***** Records shown *****
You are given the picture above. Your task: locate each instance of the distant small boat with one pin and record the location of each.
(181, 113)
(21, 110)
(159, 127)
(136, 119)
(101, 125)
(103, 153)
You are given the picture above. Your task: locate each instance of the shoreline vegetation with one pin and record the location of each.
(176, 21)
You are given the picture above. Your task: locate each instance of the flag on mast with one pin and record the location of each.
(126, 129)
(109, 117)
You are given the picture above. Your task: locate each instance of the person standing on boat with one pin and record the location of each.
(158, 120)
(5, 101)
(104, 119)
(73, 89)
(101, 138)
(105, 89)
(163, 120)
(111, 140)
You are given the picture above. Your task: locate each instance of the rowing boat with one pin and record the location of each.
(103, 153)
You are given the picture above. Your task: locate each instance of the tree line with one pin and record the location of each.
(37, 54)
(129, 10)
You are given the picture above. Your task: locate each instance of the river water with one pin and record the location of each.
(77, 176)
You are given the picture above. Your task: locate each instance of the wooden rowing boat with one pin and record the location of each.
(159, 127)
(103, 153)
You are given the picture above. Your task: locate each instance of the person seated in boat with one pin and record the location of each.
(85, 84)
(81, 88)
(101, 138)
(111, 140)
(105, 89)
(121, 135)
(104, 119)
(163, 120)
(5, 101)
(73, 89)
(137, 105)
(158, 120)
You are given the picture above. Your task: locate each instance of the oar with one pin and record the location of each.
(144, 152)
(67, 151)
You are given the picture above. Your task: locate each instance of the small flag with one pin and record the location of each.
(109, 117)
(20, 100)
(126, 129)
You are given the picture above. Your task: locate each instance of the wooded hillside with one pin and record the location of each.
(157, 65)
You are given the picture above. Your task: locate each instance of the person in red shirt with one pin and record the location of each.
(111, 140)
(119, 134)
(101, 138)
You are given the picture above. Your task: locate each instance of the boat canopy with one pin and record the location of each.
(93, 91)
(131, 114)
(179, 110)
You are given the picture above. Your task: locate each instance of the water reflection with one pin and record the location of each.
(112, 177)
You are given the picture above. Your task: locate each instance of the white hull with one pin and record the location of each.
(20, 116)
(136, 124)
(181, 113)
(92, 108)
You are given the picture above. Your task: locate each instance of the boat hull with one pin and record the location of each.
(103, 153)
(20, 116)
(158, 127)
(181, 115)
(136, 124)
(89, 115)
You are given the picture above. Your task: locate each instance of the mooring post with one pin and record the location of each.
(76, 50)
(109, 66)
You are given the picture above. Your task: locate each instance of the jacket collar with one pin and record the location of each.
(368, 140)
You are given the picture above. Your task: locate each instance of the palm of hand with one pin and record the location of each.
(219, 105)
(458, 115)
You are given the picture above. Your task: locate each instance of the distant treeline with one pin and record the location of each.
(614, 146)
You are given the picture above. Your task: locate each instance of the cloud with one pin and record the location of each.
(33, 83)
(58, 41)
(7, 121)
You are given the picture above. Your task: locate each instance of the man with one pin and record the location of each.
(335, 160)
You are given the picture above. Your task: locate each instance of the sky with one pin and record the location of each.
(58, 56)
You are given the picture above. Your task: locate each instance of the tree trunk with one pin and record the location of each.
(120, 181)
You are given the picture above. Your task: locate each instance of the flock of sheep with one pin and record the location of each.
*****
## Task goal:
Copy down the material exactly as written.

## Correct result:
You are given the picture above. Your task: locate each instance of the distant small boat with one pin and record the location of each.
(181, 113)
(21, 110)
(159, 127)
(136, 119)
(101, 125)
(103, 153)
You are given the picture above. Your task: locate each instance of the shoreline vegetation with one pin and record the location of each.
(176, 21)
You are given the picture above. Your task: locate each instance of the flag on mast with one pin and record the location of each.
(126, 129)
(109, 117)
You are given the picture above. Your task: locate each instance of the person standing on boat with one pin and record the location of each.
(158, 120)
(5, 101)
(104, 119)
(73, 89)
(101, 138)
(105, 89)
(163, 120)
(111, 140)
You are given the picture above. Your task: locate each instance of the rowing boat with one pin and record the location of each.
(103, 153)
You are given the picture above. Your task: locate each instance of the tree line with one pin and record the location of each.
(37, 54)
(129, 10)
You are given the picture above. Your task: locate each instance of the river water with one pin and record the location of each.
(77, 176)
You are given the picture above. Your task: locate each instance of the wooden rowing boat with one pin and record the location of each.
(159, 127)
(103, 153)
You are given the picture above. Your task: locate each instance of the person seated in boat with one pin and record the location of each.
(85, 84)
(81, 88)
(101, 138)
(111, 140)
(105, 89)
(121, 135)
(104, 119)
(163, 120)
(5, 101)
(73, 89)
(137, 105)
(158, 120)
You are given the picture above. Your task: locate each instance of the oar with one pin and record the location of each.
(144, 152)
(67, 151)
You are given the picture above. Your task: locate each instance of the small flag with one pin and record the location of each.
(109, 117)
(20, 100)
(126, 129)
You are given the picture above. Your task: locate each instance of the wooded hillside with one pin and record the location of each.
(157, 65)
You are given the picture above. Your task: locate each instance of the person in red shirt with one pin and record the location of each.
(111, 140)
(119, 134)
(101, 138)
You are given the picture above. Your task: locate each instance of the boat canopy with one pin and record the location of each.
(93, 91)
(131, 114)
(179, 110)
You are given the picture above. Your task: locate each instance of the water reflection with one pin and record the location of each.
(112, 177)
You are given the picture above. Your task: locate each instance of the white hull with one pin and record the location of each.
(20, 116)
(136, 124)
(181, 113)
(92, 108)
You are given the picture above. Your task: locate each instance of the boat hull with one pin and record the location of each.
(103, 153)
(20, 116)
(158, 127)
(181, 115)
(136, 124)
(89, 115)
You are given the picture above. Your task: locate each instance of the mooring post with one pin and record the location of each.
(76, 50)
(109, 66)
You are given the picture above. Your task: locate each instance of the jacket collar with one pin and record the location of each.
(368, 140)
You are given the picture above. Your task: locate each instance of the palm of hand with one pin and record the location of each.
(219, 105)
(458, 115)
You are given the picture above. Your task: locate each instance of the distant treeline with one pin and record the location of each.
(614, 146)
You are given the picture above. Your task: locate each instance of the cloud with one pin and record the location of each.
(33, 83)
(58, 41)
(7, 121)
You are given the picture above. Your task: locate each instance of the man with one pin and record the location of each.
(335, 160)
You are given the picture above. Your task: locate each instance of the sky with one pin and record the location of each.
(58, 56)
You are given the picture above. Your task: locate each instance of the tree trunk with one pin and record the location of each.
(120, 181)
You are given the picture above. Your task: locate each instance of the flock of sheep with one pin and record the location of each.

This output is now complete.